__EXERCISE DETAILS__: From the line containing "of the traffic" to the end of the listing, write out every line exactly; leave out everything else.

__MATERIAL SHOWN__:
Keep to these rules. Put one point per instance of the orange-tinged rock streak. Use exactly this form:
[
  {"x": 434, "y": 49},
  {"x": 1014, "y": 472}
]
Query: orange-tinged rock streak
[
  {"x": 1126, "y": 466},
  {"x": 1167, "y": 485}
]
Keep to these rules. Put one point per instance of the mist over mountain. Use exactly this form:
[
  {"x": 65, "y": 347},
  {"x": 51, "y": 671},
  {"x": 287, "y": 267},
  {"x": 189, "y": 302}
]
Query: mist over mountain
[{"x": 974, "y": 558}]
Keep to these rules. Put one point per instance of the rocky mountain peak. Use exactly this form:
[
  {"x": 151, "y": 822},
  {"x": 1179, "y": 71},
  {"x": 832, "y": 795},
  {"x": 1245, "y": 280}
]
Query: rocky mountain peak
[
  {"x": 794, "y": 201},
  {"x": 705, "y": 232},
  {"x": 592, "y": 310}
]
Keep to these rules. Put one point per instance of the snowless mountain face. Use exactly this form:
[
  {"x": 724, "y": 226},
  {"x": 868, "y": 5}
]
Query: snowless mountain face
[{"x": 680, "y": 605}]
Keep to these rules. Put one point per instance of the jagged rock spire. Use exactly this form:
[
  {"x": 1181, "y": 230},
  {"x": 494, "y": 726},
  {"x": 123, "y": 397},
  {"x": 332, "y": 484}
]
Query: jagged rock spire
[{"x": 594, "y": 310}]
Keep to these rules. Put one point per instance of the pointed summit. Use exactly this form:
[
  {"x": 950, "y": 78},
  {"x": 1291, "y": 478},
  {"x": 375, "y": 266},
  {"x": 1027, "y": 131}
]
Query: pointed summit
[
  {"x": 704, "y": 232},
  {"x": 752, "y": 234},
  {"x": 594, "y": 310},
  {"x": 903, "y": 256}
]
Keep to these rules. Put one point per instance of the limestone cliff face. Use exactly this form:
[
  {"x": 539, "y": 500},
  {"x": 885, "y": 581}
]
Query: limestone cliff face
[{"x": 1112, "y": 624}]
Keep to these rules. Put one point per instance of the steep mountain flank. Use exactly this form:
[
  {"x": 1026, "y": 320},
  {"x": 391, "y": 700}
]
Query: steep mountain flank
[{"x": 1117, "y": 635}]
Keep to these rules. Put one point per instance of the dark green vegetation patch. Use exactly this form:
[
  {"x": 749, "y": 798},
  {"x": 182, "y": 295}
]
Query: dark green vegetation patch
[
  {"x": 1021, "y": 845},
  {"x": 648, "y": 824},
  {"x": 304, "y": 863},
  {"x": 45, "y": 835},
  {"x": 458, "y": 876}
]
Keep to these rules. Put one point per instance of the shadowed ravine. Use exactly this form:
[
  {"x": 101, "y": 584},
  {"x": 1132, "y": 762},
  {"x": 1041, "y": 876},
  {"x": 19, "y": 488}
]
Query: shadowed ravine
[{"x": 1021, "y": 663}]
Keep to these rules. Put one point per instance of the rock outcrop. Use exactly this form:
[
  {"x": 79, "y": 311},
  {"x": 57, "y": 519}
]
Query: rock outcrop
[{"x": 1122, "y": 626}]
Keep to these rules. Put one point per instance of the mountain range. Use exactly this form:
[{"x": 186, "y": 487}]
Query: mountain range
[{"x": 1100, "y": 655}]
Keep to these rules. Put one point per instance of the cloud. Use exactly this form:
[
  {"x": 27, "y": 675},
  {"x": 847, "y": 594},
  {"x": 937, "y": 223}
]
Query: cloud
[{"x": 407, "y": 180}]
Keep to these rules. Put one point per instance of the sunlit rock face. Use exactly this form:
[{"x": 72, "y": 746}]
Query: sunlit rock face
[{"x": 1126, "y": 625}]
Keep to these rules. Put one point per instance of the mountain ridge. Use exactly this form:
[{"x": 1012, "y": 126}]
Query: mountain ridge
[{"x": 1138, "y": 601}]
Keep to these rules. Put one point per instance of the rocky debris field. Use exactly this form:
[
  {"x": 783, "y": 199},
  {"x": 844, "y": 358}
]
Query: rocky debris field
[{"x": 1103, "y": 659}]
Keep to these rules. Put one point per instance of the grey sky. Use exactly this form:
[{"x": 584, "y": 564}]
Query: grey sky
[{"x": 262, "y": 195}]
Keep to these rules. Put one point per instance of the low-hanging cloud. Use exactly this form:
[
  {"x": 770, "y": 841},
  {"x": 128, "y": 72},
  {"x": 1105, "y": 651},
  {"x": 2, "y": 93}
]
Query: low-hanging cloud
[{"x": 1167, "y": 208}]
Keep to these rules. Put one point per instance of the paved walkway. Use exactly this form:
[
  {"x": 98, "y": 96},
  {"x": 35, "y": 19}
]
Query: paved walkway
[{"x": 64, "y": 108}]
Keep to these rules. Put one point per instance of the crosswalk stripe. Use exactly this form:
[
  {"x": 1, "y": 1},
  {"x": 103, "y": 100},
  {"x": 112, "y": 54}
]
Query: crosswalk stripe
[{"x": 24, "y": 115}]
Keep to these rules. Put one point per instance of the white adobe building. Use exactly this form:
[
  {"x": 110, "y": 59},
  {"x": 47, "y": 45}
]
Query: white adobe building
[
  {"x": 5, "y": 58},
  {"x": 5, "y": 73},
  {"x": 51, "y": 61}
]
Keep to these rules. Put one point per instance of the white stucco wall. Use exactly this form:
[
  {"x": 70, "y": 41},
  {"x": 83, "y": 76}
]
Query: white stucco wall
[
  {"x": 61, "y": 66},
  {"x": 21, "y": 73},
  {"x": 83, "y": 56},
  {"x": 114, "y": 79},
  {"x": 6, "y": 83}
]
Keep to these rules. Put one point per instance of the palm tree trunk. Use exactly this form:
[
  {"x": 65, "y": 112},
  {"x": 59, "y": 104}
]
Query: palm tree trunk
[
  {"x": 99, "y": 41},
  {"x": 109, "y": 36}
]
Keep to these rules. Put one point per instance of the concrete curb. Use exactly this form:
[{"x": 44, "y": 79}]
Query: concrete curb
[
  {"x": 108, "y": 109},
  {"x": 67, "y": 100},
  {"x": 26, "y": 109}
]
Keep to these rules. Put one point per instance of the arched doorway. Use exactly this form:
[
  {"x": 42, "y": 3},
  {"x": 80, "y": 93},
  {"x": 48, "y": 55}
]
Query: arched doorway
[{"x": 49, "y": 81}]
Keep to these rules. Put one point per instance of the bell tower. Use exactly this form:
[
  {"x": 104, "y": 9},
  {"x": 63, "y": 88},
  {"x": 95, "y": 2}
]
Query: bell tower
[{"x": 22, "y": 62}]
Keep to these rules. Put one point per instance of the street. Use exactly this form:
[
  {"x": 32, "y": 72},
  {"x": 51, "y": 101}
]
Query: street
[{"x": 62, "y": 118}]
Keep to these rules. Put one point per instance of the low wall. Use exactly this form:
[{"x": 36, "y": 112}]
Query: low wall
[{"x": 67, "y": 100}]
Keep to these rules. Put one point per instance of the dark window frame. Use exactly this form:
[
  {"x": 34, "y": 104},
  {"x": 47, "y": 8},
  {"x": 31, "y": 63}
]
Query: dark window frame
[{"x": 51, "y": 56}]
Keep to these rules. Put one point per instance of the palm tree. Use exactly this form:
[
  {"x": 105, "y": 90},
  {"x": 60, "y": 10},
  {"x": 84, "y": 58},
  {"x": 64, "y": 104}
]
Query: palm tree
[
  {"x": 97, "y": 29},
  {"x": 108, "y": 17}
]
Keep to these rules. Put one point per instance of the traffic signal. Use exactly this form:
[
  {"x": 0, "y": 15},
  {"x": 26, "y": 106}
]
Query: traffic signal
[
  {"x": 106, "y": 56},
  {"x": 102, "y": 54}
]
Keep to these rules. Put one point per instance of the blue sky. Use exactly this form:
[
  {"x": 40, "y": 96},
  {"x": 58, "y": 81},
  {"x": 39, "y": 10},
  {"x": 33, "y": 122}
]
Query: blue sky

__OUTPUT OF THE EXERCISE__:
Keep to these rules. Put one point per instance of the traffic signal. Use exactly this form:
[
  {"x": 0, "y": 15},
  {"x": 26, "y": 106}
]
Query: traffic signal
[
  {"x": 106, "y": 56},
  {"x": 102, "y": 54}
]
Keep to these rules. Put one point per instance of the blue sky. Use exactly this form:
[
  {"x": 40, "y": 96},
  {"x": 58, "y": 81},
  {"x": 39, "y": 10},
  {"x": 33, "y": 122}
]
Query: blue sky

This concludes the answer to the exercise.